TASK TO CARRY OUT: Return all the data below as it stands, minus the pictures.

=-=-=-=-=

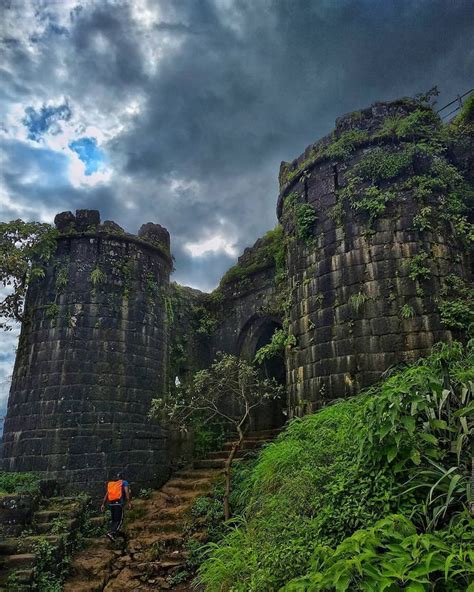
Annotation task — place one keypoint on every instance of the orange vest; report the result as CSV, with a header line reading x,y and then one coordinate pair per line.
x,y
114,491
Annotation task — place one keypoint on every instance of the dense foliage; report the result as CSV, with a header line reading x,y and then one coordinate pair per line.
x,y
367,494
268,251
11,483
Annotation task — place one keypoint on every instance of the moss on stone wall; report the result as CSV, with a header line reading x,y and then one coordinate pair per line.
x,y
267,252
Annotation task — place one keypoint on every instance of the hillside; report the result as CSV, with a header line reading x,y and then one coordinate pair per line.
x,y
367,494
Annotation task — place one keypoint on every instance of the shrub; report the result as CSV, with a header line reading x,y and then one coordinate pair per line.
x,y
19,483
390,556
312,504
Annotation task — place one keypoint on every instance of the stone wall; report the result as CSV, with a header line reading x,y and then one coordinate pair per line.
x,y
92,354
365,276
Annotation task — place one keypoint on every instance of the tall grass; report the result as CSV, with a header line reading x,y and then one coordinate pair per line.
x,y
401,448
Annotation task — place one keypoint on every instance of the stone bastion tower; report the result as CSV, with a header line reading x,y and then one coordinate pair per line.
x,y
91,356
375,217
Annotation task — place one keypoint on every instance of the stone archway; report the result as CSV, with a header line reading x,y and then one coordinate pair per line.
x,y
256,333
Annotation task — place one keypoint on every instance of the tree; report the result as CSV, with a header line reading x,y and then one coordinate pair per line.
x,y
24,249
231,389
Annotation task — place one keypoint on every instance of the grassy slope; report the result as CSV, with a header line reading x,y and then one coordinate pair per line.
x,y
339,471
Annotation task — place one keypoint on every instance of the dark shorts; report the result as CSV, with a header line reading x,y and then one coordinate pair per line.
x,y
116,514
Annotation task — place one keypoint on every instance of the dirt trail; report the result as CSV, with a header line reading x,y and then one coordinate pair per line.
x,y
153,552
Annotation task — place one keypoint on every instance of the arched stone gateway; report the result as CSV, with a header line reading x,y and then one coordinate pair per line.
x,y
257,333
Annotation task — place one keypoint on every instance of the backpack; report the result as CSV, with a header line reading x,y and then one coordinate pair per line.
x,y
114,491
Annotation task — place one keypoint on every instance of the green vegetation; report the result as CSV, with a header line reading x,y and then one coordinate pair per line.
x,y
208,437
367,494
204,321
357,301
279,342
407,311
52,310
207,397
268,251
420,123
390,556
417,268
456,304
49,571
97,277
11,483
466,115
302,215
342,147
25,248
61,279
453,194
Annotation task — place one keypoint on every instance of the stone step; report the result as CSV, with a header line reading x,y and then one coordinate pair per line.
x,y
224,454
13,546
184,494
211,463
265,433
43,516
190,473
165,525
187,484
247,444
15,562
45,527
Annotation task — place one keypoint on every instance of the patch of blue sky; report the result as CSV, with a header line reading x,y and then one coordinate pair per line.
x,y
89,153
45,120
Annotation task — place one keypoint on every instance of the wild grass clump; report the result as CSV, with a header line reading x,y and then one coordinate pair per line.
x,y
367,494
11,483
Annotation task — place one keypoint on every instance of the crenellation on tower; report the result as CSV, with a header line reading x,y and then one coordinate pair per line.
x,y
372,242
92,355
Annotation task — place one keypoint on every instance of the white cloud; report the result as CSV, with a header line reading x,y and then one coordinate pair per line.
x,y
214,244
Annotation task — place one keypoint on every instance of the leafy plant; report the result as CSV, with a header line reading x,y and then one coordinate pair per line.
x,y
228,378
407,311
19,483
456,304
52,310
97,277
25,248
389,556
303,217
356,301
417,268
145,493
61,279
312,501
279,342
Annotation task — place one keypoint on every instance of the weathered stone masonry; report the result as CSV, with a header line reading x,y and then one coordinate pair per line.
x,y
91,357
105,332
350,281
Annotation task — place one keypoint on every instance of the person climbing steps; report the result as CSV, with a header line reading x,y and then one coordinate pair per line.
x,y
116,495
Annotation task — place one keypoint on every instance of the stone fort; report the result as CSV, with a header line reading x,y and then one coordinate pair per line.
x,y
360,273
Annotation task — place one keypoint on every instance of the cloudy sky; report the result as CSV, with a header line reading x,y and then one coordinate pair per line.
x,y
180,111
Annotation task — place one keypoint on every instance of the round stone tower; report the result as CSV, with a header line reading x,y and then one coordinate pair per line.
x,y
91,356
375,225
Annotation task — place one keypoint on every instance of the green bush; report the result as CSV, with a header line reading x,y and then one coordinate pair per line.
x,y
391,556
399,448
19,483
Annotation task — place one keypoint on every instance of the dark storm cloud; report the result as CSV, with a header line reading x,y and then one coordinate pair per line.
x,y
226,91
45,120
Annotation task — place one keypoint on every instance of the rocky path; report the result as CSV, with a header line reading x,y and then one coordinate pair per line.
x,y
51,522
153,557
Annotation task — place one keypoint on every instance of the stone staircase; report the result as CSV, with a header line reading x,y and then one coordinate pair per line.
x,y
54,521
153,556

=-=-=-=-=

RESPONSE TO THE TASK:
Annotation task — place one keypoint on every instance of the orange vest; report the result as CSV, with a header line reading x,y and then one coordinate pair per line.
x,y
114,491
Annotation task — place one keypoint on every instance of the dense foliage; report the result as CSV, with a header line reading x,y and then one coordinate pair per line.
x,y
367,494
268,251
11,483
Annotation task — place one keypoint on every instance of the moss on stone wall; report the result as CSV, with a header line reading x,y and then one coordinate pair per line.
x,y
267,252
Annotation task — place one keypoint on every instance of the hillside; report the result as CSV, with a header line reading x,y and then one coordinate pair per line.
x,y
367,494
Annotation task — place one keypoint on every instance of the shrub; report the result as CSV, with a header line reading x,y and then one coordinate pair per line.
x,y
19,483
390,556
312,504
Annotation task — place one keypoint on every instance of the stone wall; report the result as CSV, with a header line reading x,y and then one coordinate pair per line.
x,y
92,354
365,276
Annotation task — place one keypoint on every instance of the tall grass; report the result as CSV, with a header line reading x,y and then one coordinate pair per line.
x,y
401,448
Annotation task — place one keypoint on every instance of the stone bastion tower; report the result as CSV, with a header line reading x,y and then one coordinate pair per line.
x,y
91,356
375,217
Annotation task — place one keypoint on every instance of the stone archway; report the result as CSV, with a header line reading x,y and then one coordinate pair per line.
x,y
256,333
Annotation task — place one keypoint on every instance of the tree; report the result as CSV, with a header line reading x,y and then one coordinate pair per line.
x,y
24,249
231,389
Annotation task — place one keypoint on every instance of the grassy slope; report the result as CSV, with a header line reading x,y and then one coordinate pair per line.
x,y
339,471
Annotation task — place one keypoint on every instance of the dark shorts; report the result as CSV, with a header line reading x,y and then one coordinate pair per line.
x,y
116,514
Annotation task — place one keypoint on every instance of the dirt trail; report the result as CSV, with a header line reading x,y and then one coordinate pair per line.
x,y
153,552
Annotation task — place one keypoint on every instance of the arched stone gateway; report the result as CSV, with a header line reading x,y and then one coordinate pair per line.
x,y
257,333
Annotation task — place one keypoint on every instance of the backpack; report the result as CSV, with a header line reading x,y and then one coordinate pair per line.
x,y
114,491
Annotation task — place one keypoint on every instance of the green vegetation; report the result as CSV, with a header line reading x,y and then one coordinate pair per line.
x,y
208,437
367,494
204,321
357,301
279,342
407,311
52,310
207,397
268,251
420,123
390,556
417,268
456,304
49,571
97,277
11,483
466,115
302,215
342,147
25,248
61,279
453,194
Annotation task — place one keypoint on every instance of the stone step; report the result as CSV, with a header line reading x,y and then one coordinate pair per line.
x,y
224,454
13,546
184,494
211,463
265,433
43,516
190,473
165,525
187,484
247,444
15,562
45,527
Annotation task — place one keypoint on every instance of the patch of blue sky; report the result as CSV, with a header line reading x,y and then one coordinate pair per line.
x,y
89,153
45,120
Annotation task — place one keypoint on every instance of the wild grass clump; report the result as CSV, with a header line reading x,y and then one coordinate pair per line.
x,y
367,494
11,483
Annotation task — place one keypoint on every instance of the crenellation on tower; report the result as CSV, with a header line reading x,y and then one coordinate pair per line.
x,y
372,242
92,355
Annotation task — place one keypoint on every instance of the white cloud; report the result as CSV, with a header line reading x,y and then one coordinate pair per line.
x,y
214,244
Annotation task — place one keypoint on every instance of the leafy plant; report the result as CSV, with a header line reading x,y and then one coordinate pair per line.
x,y
228,378
407,311
19,483
456,304
52,310
97,277
25,248
389,556
303,217
356,301
417,268
145,493
61,279
312,501
279,342
Annotation task — place one keypoint on every instance of the weathered stone masonry; report the result as CSV, with a header line reading x,y and then one coordinate pair per line.
x,y
91,357
105,332
350,281
Annotation task — place one keypoint on every instance of the person climbing steps; report the result as CSV, with a header line reading x,y and then one coordinate pair per line.
x,y
116,495
Annotation task — place one keypoint on every instance of the stone fort; report the result as CSV, with a header line reading x,y and then one coordinate pair per line.
x,y
360,273
Annotation task — place one keypoint on every instance of the cloudy sky; report the result as CSV, with a header line reading x,y and then one coordinate pair per line.
x,y
180,111
Annotation task — place one keypoint on every instance of the round stone tower; report the result as CSV, with a header line reading x,y and then one coordinate pair per line.
x,y
91,356
375,225
Annotation task — place one keypoint on every instance of the green bush; report the result as CSV, with a header line reading x,y and then one coordinate pair per line.
x,y
391,556
399,448
19,483
Annotation task — place one keypoint on every instance of the dark storm cloud; report the result as CSV, with a header line reading x,y and then one coordinate pair per line.
x,y
226,91
45,120
Annotation task — place one keypoint on every instance of the rocky path; report the result as CSV, with a header line reading x,y and then one coordinate pair per line.
x,y
51,522
153,557
Annotation task — place one keypoint on every instance of the stone staircase; report the result as CSV, with a header line reading x,y and then one coordinate pair per line.
x,y
54,521
153,556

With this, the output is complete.